▸ Data for this exercise

+++++

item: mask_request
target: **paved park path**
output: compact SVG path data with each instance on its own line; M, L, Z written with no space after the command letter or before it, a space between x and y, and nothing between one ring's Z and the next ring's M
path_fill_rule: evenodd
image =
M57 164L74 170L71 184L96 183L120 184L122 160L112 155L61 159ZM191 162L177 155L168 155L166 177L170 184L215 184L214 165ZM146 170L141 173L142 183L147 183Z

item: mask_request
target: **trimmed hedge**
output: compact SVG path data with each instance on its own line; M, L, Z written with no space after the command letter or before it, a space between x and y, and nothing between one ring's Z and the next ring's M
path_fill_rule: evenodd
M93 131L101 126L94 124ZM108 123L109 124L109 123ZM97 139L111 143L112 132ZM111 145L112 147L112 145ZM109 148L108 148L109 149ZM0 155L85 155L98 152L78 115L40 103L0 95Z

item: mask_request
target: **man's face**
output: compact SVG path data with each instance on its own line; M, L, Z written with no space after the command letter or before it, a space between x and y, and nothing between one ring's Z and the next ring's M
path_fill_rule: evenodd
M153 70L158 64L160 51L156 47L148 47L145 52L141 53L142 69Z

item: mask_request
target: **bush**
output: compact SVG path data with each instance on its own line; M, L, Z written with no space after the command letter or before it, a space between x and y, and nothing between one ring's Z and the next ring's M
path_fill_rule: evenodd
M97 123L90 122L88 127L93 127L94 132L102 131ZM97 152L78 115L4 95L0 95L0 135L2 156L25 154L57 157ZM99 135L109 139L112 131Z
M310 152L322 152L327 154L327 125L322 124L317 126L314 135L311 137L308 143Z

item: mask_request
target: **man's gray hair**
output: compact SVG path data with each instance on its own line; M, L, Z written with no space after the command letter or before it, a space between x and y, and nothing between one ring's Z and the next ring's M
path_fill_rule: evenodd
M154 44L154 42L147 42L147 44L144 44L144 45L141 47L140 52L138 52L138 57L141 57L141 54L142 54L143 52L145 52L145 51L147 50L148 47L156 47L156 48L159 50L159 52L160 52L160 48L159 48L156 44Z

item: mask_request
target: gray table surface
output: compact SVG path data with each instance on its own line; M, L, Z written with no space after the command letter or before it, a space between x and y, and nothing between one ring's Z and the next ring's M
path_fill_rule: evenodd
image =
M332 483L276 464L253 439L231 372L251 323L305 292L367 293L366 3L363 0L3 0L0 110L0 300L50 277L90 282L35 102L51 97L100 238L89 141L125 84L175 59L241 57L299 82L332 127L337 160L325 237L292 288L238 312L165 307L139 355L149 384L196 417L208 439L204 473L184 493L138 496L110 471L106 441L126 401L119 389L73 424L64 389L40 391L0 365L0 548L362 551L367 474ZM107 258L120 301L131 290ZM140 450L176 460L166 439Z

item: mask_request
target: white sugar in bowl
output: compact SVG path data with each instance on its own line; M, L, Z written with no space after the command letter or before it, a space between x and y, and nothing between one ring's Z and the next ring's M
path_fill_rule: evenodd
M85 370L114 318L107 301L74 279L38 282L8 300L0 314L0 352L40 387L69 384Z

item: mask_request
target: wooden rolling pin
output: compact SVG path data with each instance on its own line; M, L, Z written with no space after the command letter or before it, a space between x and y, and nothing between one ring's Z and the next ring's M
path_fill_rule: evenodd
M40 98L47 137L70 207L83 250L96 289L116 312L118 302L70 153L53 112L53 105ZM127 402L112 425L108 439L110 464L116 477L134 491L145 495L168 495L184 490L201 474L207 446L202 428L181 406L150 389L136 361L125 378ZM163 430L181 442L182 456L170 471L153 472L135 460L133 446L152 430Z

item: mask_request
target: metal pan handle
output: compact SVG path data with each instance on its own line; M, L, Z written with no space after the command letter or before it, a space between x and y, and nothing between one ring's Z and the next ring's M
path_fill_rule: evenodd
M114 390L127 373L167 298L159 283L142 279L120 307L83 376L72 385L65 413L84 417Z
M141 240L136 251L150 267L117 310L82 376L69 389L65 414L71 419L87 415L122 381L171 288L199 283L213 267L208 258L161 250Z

+++++

▸ Given instruction
Return every line of the records that contains the string "target", matching case exactly.

▸ Written response
target: **paved park path**
target: **trimmed hedge**
target: **man's face**
target: **bush**
target: **man's gray hair**
target: gray table surface
target: white sugar in bowl
target: wooden rolling pin
target: metal pan handle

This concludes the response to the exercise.